Entries provided:
==*==
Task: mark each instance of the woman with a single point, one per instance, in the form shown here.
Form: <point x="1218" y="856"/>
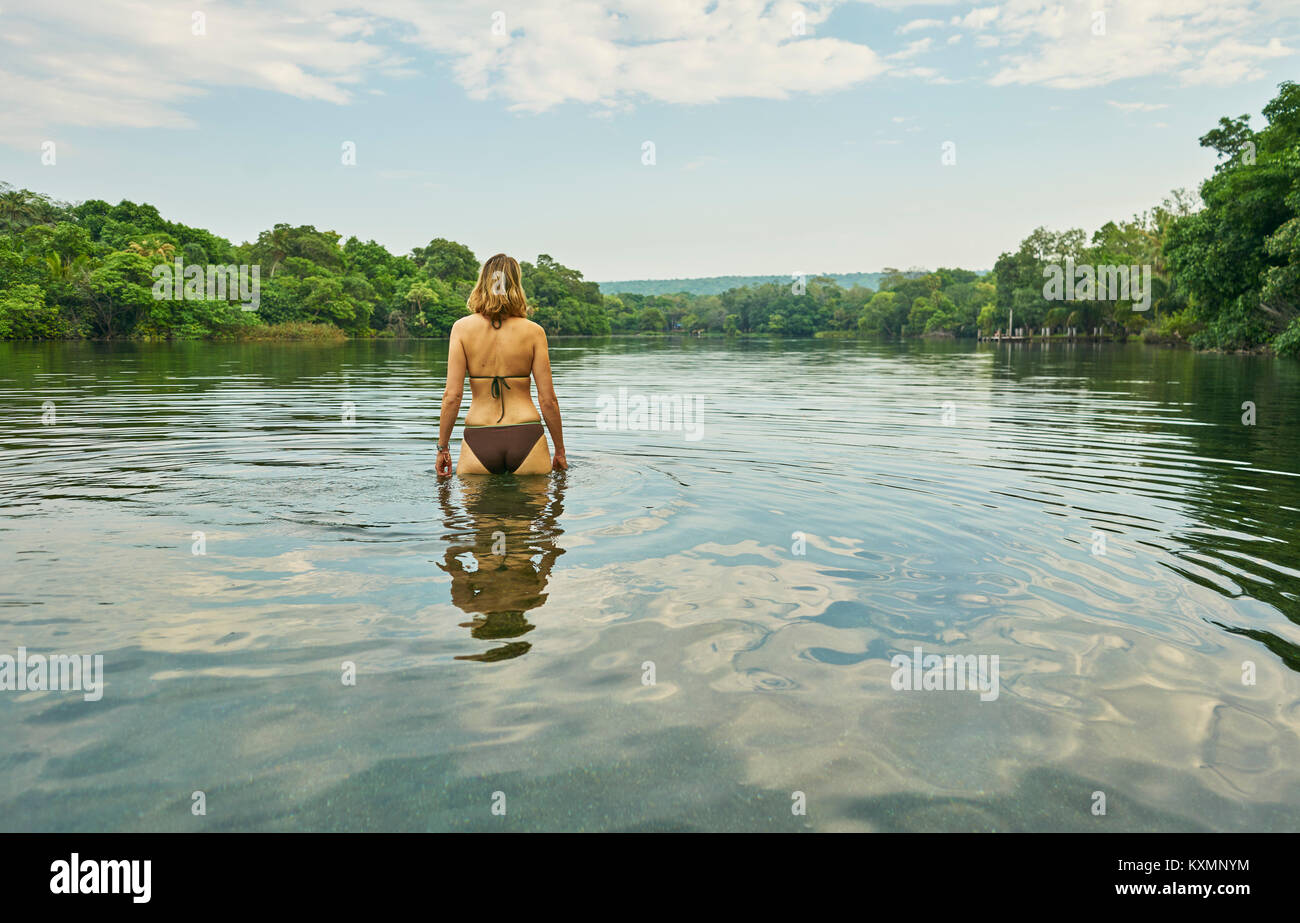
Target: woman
<point x="498" y="349"/>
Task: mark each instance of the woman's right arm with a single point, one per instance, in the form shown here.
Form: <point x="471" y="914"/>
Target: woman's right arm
<point x="546" y="398"/>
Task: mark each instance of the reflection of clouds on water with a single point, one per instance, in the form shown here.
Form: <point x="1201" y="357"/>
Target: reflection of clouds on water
<point x="332" y="542"/>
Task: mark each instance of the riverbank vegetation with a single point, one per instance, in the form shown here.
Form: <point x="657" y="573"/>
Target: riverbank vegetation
<point x="1225" y="273"/>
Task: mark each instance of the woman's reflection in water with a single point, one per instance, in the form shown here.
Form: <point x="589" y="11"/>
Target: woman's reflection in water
<point x="501" y="547"/>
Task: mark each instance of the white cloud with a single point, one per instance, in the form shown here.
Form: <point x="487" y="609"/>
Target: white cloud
<point x="131" y="63"/>
<point x="1062" y="43"/>
<point x="978" y="18"/>
<point x="919" y="24"/>
<point x="1138" y="107"/>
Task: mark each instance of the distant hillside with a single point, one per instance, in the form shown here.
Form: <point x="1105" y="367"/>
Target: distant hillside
<point x="716" y="285"/>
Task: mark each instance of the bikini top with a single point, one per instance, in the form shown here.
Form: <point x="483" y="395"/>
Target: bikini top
<point x="499" y="388"/>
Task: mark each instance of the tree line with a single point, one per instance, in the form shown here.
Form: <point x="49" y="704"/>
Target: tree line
<point x="1225" y="273"/>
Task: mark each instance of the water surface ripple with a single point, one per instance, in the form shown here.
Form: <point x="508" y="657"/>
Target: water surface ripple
<point x="846" y="502"/>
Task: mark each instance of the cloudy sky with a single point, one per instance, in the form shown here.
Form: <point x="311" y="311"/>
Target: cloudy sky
<point x="787" y="137"/>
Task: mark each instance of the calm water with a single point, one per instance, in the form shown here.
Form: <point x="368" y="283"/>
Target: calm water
<point x="947" y="497"/>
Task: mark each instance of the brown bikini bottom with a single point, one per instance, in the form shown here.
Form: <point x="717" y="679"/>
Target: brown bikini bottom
<point x="502" y="449"/>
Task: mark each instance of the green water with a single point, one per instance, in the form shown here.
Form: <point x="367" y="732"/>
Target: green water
<point x="844" y="503"/>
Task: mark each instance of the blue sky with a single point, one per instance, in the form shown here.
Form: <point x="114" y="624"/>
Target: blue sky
<point x="776" y="150"/>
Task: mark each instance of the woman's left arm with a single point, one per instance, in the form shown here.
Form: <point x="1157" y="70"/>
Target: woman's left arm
<point x="451" y="395"/>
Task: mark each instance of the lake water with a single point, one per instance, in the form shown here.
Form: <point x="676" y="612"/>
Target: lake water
<point x="679" y="633"/>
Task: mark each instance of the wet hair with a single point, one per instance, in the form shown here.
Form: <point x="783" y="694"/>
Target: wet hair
<point x="499" y="293"/>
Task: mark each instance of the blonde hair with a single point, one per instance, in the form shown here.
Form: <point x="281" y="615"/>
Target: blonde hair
<point x="498" y="293"/>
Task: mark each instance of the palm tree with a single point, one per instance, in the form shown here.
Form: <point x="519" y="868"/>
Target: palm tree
<point x="278" y="243"/>
<point x="152" y="250"/>
<point x="17" y="208"/>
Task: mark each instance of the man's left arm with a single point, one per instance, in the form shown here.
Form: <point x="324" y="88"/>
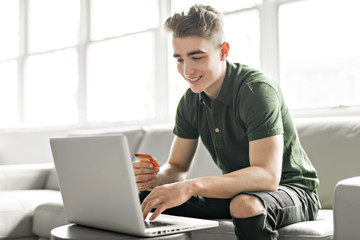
==*==
Once the line containing "Task: mark each instance of the lake" is found, transcribe it and the rest of the lines to the end of the listing above exactly, omitting all pictures.

Task: mark each instance of the lake water with a single point, one per instance, in the form shown here.
Form: <point x="676" y="612"/>
Target: lake water
<point x="679" y="633"/>
Task: mark each instance of the wet hair with a single point, one per instance, in the form shown here.
Form: <point x="783" y="694"/>
Target: wet hair
<point x="499" y="293"/>
Task: mark each instance of the blonde hair with a single point, one per instance, in the form shown here.
Form: <point x="281" y="615"/>
Target: blonde hair
<point x="498" y="293"/>
Task: mark each instance of the palm tree with a single point, one per instance, in the form shown here.
Form: <point x="519" y="868"/>
Target: palm tree
<point x="278" y="243"/>
<point x="152" y="250"/>
<point x="17" y="208"/>
Task: mark each instance of the man's left arm with a single point, one per instance, in the form shown here.
Form: <point x="324" y="88"/>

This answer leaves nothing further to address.